#### GIVEN EXERCISE
Copy all of the material below exactly.

#### PROVIDED RECORDS
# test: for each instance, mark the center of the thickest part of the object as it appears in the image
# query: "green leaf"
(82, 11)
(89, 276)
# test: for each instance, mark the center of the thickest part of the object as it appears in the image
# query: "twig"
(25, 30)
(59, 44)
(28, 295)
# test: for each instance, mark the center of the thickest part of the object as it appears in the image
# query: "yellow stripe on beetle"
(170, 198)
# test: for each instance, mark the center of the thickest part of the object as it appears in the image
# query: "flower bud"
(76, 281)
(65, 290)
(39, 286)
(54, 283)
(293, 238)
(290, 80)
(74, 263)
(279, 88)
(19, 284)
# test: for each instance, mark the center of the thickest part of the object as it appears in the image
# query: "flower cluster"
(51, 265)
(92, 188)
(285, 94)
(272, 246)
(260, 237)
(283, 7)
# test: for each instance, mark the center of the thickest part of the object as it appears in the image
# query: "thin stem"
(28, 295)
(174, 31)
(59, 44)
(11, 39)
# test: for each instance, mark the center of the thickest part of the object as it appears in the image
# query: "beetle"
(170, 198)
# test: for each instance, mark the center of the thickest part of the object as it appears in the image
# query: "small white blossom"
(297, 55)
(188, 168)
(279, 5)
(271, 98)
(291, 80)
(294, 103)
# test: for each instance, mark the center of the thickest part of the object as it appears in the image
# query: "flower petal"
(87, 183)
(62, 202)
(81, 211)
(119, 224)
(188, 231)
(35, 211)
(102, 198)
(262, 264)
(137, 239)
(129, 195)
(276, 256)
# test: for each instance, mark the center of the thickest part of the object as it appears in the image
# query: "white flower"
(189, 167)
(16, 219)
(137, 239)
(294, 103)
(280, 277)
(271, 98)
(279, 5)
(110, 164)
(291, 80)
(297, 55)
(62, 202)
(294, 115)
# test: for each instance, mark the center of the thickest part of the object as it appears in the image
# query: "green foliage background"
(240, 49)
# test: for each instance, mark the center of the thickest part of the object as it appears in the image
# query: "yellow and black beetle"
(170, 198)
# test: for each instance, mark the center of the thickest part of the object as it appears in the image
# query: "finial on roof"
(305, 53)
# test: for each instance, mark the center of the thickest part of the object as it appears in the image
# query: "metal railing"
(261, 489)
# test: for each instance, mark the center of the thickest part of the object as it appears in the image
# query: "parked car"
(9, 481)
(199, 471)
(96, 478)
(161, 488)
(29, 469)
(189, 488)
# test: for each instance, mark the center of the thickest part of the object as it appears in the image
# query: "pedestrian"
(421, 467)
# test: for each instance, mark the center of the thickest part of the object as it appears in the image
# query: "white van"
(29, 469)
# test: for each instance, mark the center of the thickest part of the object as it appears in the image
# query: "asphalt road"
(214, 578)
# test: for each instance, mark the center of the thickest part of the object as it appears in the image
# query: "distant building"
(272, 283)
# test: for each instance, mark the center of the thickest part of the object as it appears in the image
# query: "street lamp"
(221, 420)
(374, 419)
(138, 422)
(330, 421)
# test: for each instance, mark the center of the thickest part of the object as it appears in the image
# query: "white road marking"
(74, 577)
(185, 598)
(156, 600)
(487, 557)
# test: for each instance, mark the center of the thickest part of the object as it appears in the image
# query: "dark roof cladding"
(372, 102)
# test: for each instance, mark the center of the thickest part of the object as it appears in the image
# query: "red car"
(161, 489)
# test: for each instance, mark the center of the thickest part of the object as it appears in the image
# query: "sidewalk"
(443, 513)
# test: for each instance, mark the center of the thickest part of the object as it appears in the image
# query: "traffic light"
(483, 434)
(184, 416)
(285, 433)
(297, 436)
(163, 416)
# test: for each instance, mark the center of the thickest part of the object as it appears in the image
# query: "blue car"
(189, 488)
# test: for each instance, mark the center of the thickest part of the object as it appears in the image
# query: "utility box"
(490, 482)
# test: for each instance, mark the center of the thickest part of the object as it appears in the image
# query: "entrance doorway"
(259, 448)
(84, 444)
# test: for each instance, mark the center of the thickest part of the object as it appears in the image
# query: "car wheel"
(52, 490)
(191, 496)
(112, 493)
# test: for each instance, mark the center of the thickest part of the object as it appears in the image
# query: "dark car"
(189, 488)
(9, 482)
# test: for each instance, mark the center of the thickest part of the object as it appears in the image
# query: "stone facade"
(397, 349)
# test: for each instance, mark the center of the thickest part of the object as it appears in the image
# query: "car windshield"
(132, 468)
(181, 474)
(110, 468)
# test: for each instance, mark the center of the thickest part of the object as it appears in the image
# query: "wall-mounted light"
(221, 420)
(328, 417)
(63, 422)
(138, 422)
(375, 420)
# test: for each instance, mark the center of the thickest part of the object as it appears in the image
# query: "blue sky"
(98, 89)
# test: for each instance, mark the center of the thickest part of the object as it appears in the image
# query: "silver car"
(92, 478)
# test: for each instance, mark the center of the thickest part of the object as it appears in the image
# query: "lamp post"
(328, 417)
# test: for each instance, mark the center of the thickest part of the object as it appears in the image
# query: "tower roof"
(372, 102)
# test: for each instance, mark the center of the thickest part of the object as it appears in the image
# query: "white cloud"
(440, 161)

#### FINISHED EXERCISE
# test: for each instance, mark the center of the thickest part of the object as it appears in the image
# query: "green leaf"
(82, 11)
(89, 276)
# test: for each instance, mark the center of the thickest part of the object as it appears in the image
# query: "twig"
(25, 30)
(59, 44)
(28, 295)
# test: for each instance, mark the center of the thickest part of the object as it appears in the image
# query: "yellow stripe on beetle"
(170, 198)
# test: for each instance, mark the center of the thickest part of the object as it appears in the image
# query: "flower bud"
(76, 281)
(65, 290)
(39, 286)
(54, 283)
(293, 238)
(290, 80)
(74, 263)
(279, 88)
(19, 284)
# test: for each instance, mark the center of the thickest part of the object as it appears in the image
# query: "flower cluster"
(51, 265)
(92, 188)
(285, 94)
(272, 246)
(260, 237)
(283, 7)
# test: for each instance, mark the center of the thickest part of the object as it appears in the image
# query: "thin stem"
(28, 295)
(174, 31)
(59, 44)
(11, 39)
# test: for each instance, mark the center of the thickest part of the object as it appears in the image
# query: "beetle"
(170, 198)
# test: for each instance, mark the center of the thickest part of the object as it appears in the image
# query: "small white blossom"
(297, 55)
(188, 168)
(279, 5)
(271, 98)
(291, 80)
(294, 103)
# test: for each instance, mark the center of the thickest part of the object as it appears in the image
# query: "flower petal"
(87, 183)
(62, 202)
(81, 211)
(119, 224)
(188, 231)
(35, 211)
(102, 198)
(262, 264)
(137, 239)
(129, 195)
(276, 256)
# test: for each instance, mark the center of the thickest part of the object as it appears in the image
# query: "white flower"
(189, 167)
(16, 219)
(137, 239)
(294, 103)
(280, 277)
(271, 98)
(279, 5)
(110, 164)
(291, 80)
(297, 55)
(62, 202)
(294, 115)
# test: for each instance, mark the center of the thickest part of the object as it appears in the image
# query: "green foliage background"
(240, 49)
# test: for each instance, mark the center of the thickest part of the object as it appears in the image
# query: "yellow and black beetle"
(170, 198)
# test: for each instance, mark the center of the thickest part of the object as it appears in the image
# query: "finial on roof"
(305, 53)
# test: for each instance, mark the center of the thickest part of the object as it appears in the image
# query: "metal railing"
(261, 489)
# test: for each instance, mark the center of the thickest part of the object as it appears in the image
# query: "parked car"
(9, 481)
(199, 471)
(96, 478)
(161, 488)
(29, 469)
(189, 488)
# test: for each instance, mark the center of the thickest part of the object as it appears in the image
# query: "pedestrian"
(421, 467)
# test: for each instance, mark the center of the thickest part of the object as it appears in the image
# query: "white van"
(29, 469)
# test: for each instance, mark the center of the thickest part of the object as it appears in the image
# query: "asphalt road"
(214, 578)
# test: for each instance, mark the center of the thickest part of the object as it appears in the image
# query: "distant building"
(272, 283)
# test: for each instance, mark the center of the thickest part of the object as it appears in the image
# query: "street lamp"
(221, 420)
(374, 419)
(138, 422)
(330, 421)
# test: for each instance, mark the center of the thickest part of the object as it appears in the image
# query: "white road marking"
(74, 577)
(185, 598)
(156, 600)
(487, 557)
# test: for each instance, mark the center of the thickest part of the object as it appears in the image
# query: "dark roof cladding"
(372, 102)
# test: for each instance, mark the center of the thickest part of the object as it appears in the image
# query: "red car"
(161, 489)
# test: for each instance, mark the center of the thickest part of the object as it appears in the image
# query: "sidewalk"
(443, 513)
# test: for each instance, mark the center of the thickest part of the object as it appears in the image
# query: "traffic light"
(483, 434)
(184, 416)
(285, 433)
(297, 436)
(163, 416)
# test: for each instance, mark the center of the thickest part of the object as it appears in the image
# query: "blue car"
(189, 488)
# test: for each instance, mark the center of the thickest part of the object as it appears in the image
# query: "utility box"
(490, 482)
# test: for each instance, mark the center of the thickest part of the object as it appears in the image
# query: "entrance doorway"
(259, 448)
(84, 444)
# test: for each instance, mark the center of the thickest part of the object as it appears in the image
# query: "car wheel"
(52, 490)
(191, 496)
(112, 493)
# test: for each instance, mark the center of the thickest part of the object as it appears in the image
# query: "dark car"
(189, 488)
(9, 482)
# test: for each instance, mark the center of the thickest part of the object as it appears in the image
# query: "stone facade"
(397, 349)
# test: for each instance, mark the center of the thickest part of the object as it appears in the image
# query: "car windshield"
(132, 468)
(181, 474)
(110, 468)
# test: for each instance, mark the center of the thickest part of the object as it appears in the image
# query: "wall-mounted light"
(221, 420)
(328, 417)
(63, 422)
(138, 422)
(375, 420)
# test: for each instance, mark the center of the thickest part of the object as it appears in the image
# query: "blue sky"
(98, 89)
# test: for each instance, mark the center of the thickest part of the object as it appears in the image
# query: "silver car"
(92, 478)
# test: for each instance, mark the center of the thickest part of the object as it appears in the image
# query: "lamp post"
(328, 417)
# test: for each instance, mark the center of the thickest part of the object as it appears in the image
# query: "tower roof"
(372, 102)
# test: for each instance, mark the center of the thickest part of the object as it appears in the image
# query: "white cloud"
(440, 161)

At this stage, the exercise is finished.